Coordinate labeling data
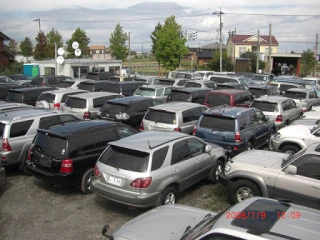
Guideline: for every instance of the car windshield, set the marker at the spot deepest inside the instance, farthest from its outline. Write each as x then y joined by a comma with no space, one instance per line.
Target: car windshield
265,106
125,158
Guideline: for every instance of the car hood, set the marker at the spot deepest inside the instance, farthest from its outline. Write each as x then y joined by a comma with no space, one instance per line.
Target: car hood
266,159
165,222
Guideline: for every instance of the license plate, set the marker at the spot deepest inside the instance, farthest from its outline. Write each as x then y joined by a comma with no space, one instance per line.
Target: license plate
114,181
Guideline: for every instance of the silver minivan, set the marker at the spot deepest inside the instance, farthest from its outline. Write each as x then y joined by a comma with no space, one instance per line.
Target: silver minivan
173,116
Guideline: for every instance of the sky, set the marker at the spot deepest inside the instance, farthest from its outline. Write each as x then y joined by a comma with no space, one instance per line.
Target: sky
294,23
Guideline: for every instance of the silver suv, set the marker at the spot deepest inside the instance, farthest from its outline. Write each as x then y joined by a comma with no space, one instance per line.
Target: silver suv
173,116
152,168
19,127
282,110
86,105
276,175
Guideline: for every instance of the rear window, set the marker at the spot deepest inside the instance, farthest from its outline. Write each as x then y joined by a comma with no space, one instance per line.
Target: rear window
218,99
218,123
265,106
161,116
124,158
76,103
51,145
295,95
49,97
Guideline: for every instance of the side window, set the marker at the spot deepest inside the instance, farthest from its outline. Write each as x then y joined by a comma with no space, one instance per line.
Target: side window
20,128
308,166
196,147
158,158
180,152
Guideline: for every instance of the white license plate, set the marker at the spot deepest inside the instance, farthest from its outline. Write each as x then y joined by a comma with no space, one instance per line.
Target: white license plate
115,181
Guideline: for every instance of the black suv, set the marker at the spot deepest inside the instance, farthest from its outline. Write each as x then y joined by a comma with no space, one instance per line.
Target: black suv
194,95
66,155
235,128
128,110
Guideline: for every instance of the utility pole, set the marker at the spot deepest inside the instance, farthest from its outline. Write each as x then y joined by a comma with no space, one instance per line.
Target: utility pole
38,20
258,52
270,49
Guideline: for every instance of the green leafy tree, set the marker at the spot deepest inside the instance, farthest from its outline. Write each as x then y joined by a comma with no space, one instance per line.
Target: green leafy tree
214,64
40,51
26,48
53,37
253,61
79,36
13,46
308,63
169,46
118,43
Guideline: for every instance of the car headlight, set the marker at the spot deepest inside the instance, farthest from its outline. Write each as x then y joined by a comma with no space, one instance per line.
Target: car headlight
227,167
122,116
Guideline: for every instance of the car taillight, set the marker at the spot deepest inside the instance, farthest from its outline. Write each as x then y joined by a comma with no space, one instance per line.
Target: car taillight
237,138
66,166
141,182
141,128
56,106
177,129
279,118
194,131
86,115
5,145
96,171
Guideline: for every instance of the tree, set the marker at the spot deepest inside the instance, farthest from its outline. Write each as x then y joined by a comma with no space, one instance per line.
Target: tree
40,52
308,63
214,64
13,46
79,36
118,43
169,46
53,37
253,61
26,48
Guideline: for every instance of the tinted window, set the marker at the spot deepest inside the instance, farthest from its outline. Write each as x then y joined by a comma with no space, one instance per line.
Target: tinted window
158,158
124,158
161,116
20,128
218,123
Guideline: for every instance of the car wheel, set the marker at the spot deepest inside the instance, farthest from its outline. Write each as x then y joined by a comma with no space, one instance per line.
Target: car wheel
216,170
243,189
168,196
290,149
85,181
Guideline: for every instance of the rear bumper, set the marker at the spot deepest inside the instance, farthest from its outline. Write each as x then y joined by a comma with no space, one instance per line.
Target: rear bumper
135,200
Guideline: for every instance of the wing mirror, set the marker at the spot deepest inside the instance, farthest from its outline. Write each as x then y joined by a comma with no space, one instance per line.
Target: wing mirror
291,169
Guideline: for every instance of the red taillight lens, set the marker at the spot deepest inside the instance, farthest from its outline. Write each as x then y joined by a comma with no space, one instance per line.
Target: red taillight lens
279,118
177,129
141,182
96,171
141,128
86,115
194,132
66,166
56,106
237,138
5,145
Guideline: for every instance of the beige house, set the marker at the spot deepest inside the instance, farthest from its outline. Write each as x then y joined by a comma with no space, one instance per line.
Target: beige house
240,44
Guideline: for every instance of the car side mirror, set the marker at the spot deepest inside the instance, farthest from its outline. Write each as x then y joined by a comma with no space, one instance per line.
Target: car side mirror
291,169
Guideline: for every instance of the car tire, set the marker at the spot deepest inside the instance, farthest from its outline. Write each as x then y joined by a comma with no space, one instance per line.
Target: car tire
243,189
168,196
290,149
216,170
85,181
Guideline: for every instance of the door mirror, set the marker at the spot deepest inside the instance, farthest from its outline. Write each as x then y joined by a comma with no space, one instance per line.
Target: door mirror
291,169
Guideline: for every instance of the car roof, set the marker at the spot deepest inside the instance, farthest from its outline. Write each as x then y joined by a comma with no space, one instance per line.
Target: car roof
148,140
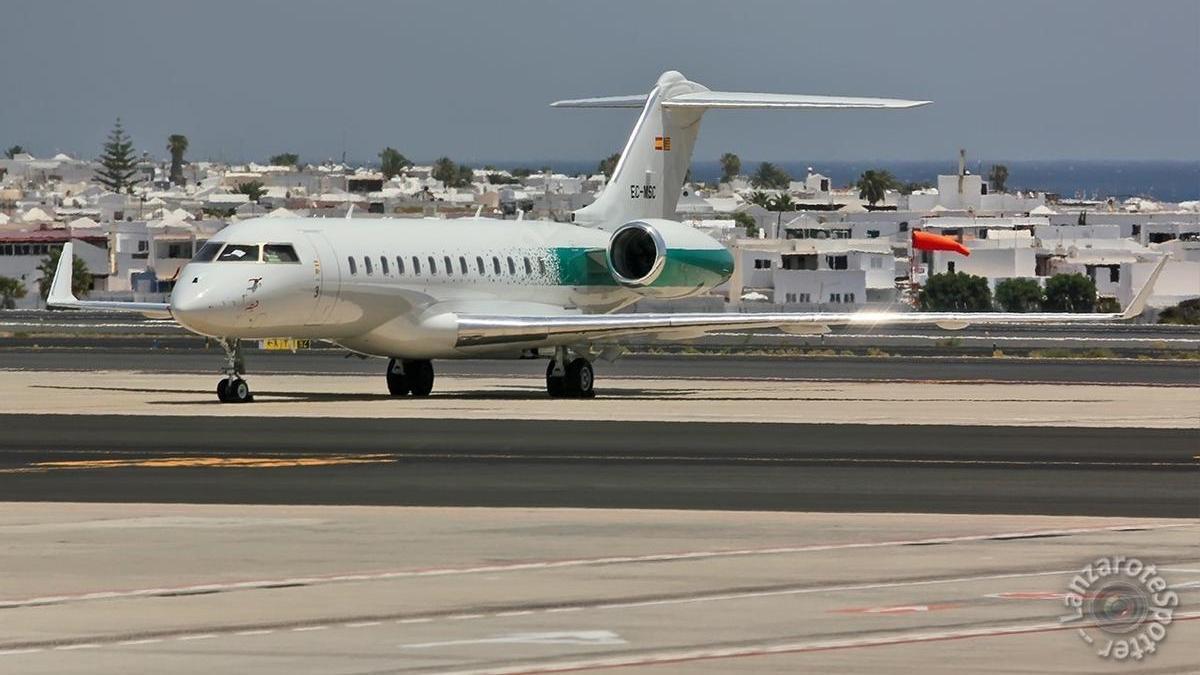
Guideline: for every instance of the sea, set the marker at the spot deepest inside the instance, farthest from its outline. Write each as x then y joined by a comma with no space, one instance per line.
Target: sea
1087,179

**Exercise**
Rewrite the records from the line with "Guideline: for every instance of the car roof, set" through the end of the records, requests included, shifting each answer coordinate by adding 138 to every number. Leave the pictures out.

**Output of the exercise**
Guideline: for every instance of the car roof, set the marker at the spot deepest inside the instance, farthest from its outline. Write each as x then y joined by a comma with no space, one instance per line.
Target: car roof
286,278
Guideline: for every instance of the sea, set the marker at the spot deepest inside the instance, farthest from its outline. Write each as x then y joined by a comma with no space, one instance per line.
Target: sea
1225,317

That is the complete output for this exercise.